- **Set exercise**: Reproduce the data below verbatim from the line containing "Look at the photo above. For every instance of the terraced" through its final line, and produce nothing more.

########

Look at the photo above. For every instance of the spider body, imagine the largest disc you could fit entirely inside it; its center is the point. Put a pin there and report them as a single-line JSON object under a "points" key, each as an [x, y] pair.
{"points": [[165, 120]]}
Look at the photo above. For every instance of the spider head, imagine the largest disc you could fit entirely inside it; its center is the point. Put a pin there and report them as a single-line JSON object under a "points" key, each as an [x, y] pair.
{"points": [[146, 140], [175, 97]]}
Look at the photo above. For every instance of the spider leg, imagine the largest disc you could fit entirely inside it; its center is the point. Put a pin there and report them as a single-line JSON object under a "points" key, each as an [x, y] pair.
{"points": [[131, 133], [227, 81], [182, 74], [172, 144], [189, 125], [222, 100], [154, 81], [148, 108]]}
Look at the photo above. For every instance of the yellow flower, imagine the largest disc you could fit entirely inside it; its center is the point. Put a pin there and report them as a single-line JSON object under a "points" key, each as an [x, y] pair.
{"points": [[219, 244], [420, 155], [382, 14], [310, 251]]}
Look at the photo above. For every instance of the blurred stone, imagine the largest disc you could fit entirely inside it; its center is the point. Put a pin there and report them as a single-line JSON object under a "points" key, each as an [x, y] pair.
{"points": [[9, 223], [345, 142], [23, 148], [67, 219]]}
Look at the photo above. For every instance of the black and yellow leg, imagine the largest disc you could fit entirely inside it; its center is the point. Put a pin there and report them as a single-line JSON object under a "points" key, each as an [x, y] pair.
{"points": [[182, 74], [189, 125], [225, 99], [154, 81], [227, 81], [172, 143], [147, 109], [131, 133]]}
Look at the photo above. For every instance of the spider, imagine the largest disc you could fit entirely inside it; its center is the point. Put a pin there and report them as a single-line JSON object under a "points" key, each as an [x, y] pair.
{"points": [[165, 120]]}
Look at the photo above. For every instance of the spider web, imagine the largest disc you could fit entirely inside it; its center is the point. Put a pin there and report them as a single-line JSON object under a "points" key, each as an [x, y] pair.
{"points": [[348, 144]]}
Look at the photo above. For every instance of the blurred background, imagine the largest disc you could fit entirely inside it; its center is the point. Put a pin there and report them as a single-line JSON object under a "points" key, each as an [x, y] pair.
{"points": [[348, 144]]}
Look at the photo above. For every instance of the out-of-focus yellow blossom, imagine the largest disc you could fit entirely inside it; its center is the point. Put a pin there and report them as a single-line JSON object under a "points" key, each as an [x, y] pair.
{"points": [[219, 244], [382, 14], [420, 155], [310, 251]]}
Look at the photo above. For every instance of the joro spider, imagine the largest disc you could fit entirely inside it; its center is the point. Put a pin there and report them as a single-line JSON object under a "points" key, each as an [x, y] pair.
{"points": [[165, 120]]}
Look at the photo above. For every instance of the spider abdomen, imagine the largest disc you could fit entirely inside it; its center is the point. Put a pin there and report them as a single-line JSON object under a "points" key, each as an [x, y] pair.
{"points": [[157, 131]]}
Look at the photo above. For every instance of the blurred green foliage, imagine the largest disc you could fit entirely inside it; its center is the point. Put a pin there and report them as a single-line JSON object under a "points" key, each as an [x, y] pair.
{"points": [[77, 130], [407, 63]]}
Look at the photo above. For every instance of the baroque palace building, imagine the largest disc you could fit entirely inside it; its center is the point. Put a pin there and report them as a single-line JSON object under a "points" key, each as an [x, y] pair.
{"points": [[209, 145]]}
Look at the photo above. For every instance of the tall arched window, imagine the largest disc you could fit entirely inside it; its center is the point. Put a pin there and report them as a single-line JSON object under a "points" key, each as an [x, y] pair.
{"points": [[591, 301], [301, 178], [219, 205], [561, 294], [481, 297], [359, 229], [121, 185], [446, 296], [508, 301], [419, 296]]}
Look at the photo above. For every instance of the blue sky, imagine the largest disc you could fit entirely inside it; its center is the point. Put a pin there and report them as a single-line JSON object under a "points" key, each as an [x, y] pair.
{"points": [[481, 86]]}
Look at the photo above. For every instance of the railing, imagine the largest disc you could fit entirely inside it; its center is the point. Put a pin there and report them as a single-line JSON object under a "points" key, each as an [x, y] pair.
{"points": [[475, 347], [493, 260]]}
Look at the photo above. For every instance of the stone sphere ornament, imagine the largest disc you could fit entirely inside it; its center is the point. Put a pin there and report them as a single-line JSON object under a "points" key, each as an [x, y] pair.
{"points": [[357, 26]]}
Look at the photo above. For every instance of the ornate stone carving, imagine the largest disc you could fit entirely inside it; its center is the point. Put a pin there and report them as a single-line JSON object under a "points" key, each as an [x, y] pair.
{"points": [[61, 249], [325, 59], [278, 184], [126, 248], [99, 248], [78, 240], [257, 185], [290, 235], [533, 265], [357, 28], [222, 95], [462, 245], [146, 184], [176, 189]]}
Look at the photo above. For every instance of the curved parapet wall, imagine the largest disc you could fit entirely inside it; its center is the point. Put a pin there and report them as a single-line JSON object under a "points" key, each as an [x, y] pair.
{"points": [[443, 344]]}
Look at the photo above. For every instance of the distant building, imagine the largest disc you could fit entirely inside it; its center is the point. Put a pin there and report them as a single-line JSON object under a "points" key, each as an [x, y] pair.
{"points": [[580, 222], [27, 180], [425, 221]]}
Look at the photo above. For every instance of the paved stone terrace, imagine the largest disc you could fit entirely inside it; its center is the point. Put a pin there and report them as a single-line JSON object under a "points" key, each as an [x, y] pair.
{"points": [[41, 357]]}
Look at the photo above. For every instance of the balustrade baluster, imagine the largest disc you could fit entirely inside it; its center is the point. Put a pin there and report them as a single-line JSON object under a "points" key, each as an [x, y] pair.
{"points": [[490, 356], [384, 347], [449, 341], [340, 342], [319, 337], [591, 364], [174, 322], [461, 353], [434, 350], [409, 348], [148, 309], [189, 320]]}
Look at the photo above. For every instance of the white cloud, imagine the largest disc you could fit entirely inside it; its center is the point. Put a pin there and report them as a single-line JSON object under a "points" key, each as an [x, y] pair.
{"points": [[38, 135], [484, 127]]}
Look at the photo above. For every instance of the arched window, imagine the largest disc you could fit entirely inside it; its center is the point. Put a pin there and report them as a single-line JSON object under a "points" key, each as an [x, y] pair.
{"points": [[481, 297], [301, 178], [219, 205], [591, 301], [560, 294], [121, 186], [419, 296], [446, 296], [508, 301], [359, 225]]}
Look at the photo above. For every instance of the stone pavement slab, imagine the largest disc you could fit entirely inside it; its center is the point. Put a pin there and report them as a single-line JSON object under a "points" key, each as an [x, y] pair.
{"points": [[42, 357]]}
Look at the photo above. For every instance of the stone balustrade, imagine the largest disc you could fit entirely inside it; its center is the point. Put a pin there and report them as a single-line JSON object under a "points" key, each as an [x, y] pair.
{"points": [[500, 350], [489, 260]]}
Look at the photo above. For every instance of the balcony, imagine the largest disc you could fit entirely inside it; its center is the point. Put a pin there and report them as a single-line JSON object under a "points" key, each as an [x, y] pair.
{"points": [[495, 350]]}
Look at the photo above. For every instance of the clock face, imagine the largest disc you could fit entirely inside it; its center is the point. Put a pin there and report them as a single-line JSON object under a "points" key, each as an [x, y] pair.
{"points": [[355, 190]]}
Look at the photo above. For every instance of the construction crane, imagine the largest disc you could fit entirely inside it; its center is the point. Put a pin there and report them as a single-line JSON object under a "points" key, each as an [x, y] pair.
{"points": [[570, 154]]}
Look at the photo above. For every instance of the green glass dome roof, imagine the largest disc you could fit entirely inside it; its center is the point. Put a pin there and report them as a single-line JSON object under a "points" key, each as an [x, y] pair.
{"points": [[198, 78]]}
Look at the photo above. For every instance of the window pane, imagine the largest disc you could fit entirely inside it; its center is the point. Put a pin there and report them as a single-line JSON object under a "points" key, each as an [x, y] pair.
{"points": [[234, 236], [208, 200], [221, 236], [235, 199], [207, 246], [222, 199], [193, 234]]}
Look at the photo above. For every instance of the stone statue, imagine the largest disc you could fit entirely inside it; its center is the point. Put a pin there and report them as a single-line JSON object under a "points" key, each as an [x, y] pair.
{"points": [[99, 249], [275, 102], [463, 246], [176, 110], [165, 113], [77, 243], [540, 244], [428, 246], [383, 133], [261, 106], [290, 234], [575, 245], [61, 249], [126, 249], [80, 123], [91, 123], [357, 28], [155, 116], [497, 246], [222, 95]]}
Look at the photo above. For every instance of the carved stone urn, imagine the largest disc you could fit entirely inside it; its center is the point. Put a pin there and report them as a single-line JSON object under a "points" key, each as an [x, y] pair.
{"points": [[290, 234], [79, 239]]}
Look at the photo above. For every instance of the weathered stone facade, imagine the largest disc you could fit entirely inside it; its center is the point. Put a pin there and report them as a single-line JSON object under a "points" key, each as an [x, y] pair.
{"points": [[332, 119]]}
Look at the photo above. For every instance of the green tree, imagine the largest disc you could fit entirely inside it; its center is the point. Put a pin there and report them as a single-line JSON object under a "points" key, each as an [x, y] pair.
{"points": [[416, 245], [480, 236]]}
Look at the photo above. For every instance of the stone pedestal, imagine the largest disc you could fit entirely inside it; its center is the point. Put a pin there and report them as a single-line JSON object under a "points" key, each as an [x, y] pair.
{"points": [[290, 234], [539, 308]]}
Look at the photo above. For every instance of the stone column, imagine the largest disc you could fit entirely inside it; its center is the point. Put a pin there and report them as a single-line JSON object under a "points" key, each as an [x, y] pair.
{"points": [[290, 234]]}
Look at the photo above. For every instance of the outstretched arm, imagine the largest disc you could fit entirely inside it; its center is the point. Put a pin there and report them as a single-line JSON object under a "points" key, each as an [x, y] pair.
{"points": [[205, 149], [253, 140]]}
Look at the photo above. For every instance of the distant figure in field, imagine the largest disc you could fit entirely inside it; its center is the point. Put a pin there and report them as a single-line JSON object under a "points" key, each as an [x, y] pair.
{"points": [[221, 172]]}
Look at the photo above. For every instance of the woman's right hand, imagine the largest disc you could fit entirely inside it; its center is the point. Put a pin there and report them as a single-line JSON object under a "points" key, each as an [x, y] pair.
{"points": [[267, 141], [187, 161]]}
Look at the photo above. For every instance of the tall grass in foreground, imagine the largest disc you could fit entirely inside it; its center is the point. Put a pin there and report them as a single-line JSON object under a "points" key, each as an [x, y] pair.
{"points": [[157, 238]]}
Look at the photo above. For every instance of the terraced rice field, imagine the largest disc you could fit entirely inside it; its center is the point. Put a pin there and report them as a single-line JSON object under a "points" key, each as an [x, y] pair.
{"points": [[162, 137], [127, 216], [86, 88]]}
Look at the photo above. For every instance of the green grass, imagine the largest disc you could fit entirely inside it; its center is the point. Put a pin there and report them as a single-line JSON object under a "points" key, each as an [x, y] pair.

########

- **Complete answer**:
Look at the photo above. For every instance of the terraced rice field, imagine the largest disc you could fit entirely inside it; its center is the point. Put a pin there and report them as a single-line JSON object under a "points" key, each as an [x, y] pair.
{"points": [[162, 137], [127, 216], [86, 88]]}
Look at the photo above. For every instance of the green grass, imagine the largest disc you could fit entirely inside it; its center is the point. Put a pin there and report them as a single-line JSON object under a "points" key, each as an [x, y] pair.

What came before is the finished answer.